- [Your instructions] Quote all of the data that follows exactly as written, skipping the images.
====== Information shown ======
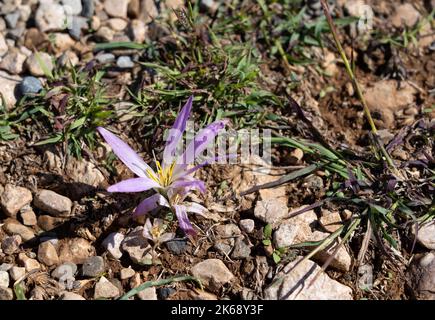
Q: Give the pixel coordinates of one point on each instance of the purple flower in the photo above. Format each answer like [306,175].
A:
[173,180]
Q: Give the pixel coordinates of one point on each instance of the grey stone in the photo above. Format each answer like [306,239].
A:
[422,277]
[270,211]
[74,6]
[124,62]
[148,294]
[165,292]
[65,269]
[116,8]
[71,296]
[12,19]
[213,273]
[241,249]
[426,234]
[77,25]
[53,203]
[177,246]
[14,198]
[36,61]
[137,246]
[8,84]
[365,277]
[11,244]
[126,273]
[17,272]
[30,85]
[12,227]
[47,254]
[5,266]
[93,266]
[50,16]
[88,8]
[247,225]
[113,244]
[105,289]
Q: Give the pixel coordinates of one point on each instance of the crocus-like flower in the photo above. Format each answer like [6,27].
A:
[173,179]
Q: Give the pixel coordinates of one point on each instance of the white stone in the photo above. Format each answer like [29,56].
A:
[113,244]
[213,273]
[71,296]
[73,7]
[405,15]
[7,87]
[53,203]
[426,234]
[247,225]
[105,289]
[14,198]
[116,8]
[13,61]
[4,279]
[17,272]
[148,294]
[51,16]
[37,61]
[270,211]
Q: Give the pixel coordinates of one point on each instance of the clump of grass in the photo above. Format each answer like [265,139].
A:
[69,110]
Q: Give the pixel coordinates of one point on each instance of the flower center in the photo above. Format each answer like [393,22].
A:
[164,175]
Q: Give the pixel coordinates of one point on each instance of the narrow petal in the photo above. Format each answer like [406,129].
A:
[175,134]
[195,208]
[189,185]
[209,161]
[168,236]
[149,204]
[147,230]
[126,154]
[202,140]
[183,219]
[134,185]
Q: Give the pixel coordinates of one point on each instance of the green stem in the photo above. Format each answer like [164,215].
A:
[356,85]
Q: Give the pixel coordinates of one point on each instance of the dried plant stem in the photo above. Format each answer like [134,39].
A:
[356,85]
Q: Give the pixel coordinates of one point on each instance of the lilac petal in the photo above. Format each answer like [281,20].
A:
[147,230]
[168,236]
[150,204]
[183,219]
[134,185]
[176,132]
[126,154]
[195,208]
[202,140]
[189,184]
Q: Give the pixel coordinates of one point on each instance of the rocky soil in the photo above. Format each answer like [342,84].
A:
[63,237]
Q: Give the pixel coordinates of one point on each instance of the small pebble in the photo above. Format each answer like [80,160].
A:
[93,266]
[30,85]
[177,246]
[127,273]
[165,292]
[4,279]
[124,62]
[247,225]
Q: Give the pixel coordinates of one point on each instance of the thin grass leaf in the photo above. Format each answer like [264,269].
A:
[284,179]
[118,45]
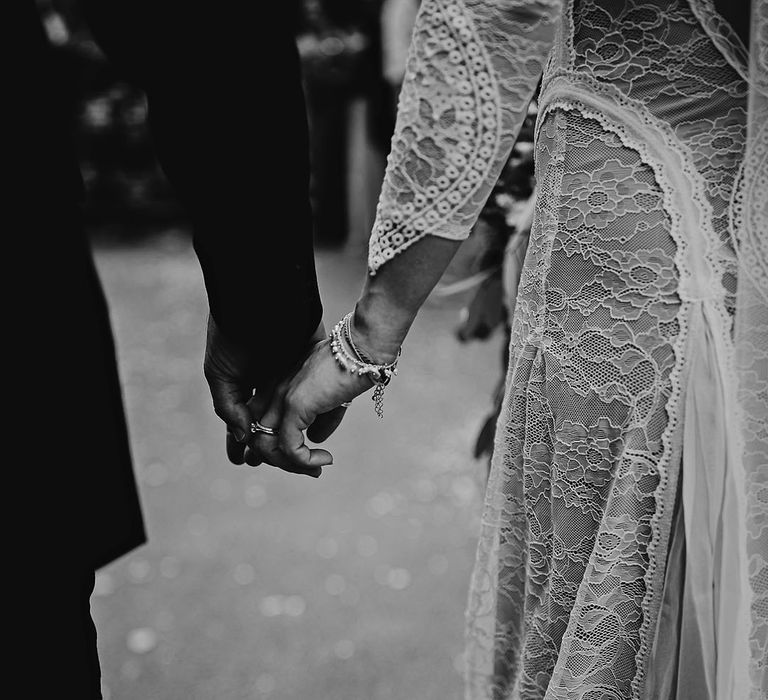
======
- [Solution to this task]
Q: Give the pixel coordinates of one point on each instance of the purple flower in the photo above. Format each answer like [306,175].
A:
[173,180]
Q: Give the pixel coordinates of one point on each instance of the grey stone in the photo above. Format each answer like [306,239].
A:
[422,277]
[270,211]
[74,6]
[124,62]
[148,294]
[165,292]
[65,269]
[116,8]
[71,296]
[12,19]
[213,273]
[241,249]
[426,234]
[77,25]
[53,203]
[177,246]
[14,198]
[36,61]
[137,246]
[8,84]
[365,277]
[11,244]
[126,273]
[17,272]
[30,85]
[12,227]
[47,254]
[5,266]
[93,266]
[50,16]
[88,8]
[247,225]
[113,244]
[105,289]
Q: Give the pixel coordinates of one point on each instance of the crocus-like flower in the photo above. Format each answer like [6,27].
A:
[173,179]
Q: Give the pixel coordinates of one point on each instance of the white stone in the photo above. Format each answer like [29,56].
A:
[113,244]
[213,273]
[71,296]
[73,7]
[405,15]
[7,87]
[53,203]
[426,234]
[247,225]
[105,289]
[14,198]
[116,8]
[13,61]
[4,279]
[17,272]
[148,294]
[51,16]
[37,61]
[270,211]
Q: Give the pixel coordinates of one point on each instance of the clump of grass in the photo above. Format each answer like [265,139].
A:
[69,110]
Q: Give the pixel coordinates of one point on each instance of the flower center in the photo above. Format each answer like [393,22].
A:
[164,175]
Q: Give the pixel coordinates of one point on each instance of the narrow petal in the photo above. Format each answer like [406,129].
A:
[175,134]
[195,208]
[189,185]
[209,161]
[168,236]
[149,204]
[147,230]
[126,154]
[202,140]
[183,219]
[134,185]
Q: Give the pixel coordinates of one point on each instance of the green stem in the photo above. Format each answer like [164,215].
A:
[356,85]
Q: Give the pixel coordinates of one point on each instance of the dried plant stem in the photo above. Format each answer like [134,39].
A:
[356,85]
Q: Give the pixel coordinates of one point on each instance of the lilac petal in the photo above. Format each answer like [281,20].
A:
[147,230]
[168,236]
[150,204]
[183,219]
[134,185]
[176,132]
[126,154]
[195,208]
[202,140]
[189,184]
Q: Give the pixel coordinates of one point on each instance of the rocky soil in the photo above. Format each answer like [342,84].
A:
[63,237]
Q: Give the pixel coordinates of one point on each instance of the small pebble in the photo above. Format each answer like [80,160].
A:
[93,266]
[30,85]
[177,246]
[127,273]
[165,292]
[4,279]
[124,62]
[247,225]
Q: Give the pixel coordinates of one point on each instance of the thin grass leaf in the photo above. Format each answer like [264,269].
A:
[284,179]
[118,45]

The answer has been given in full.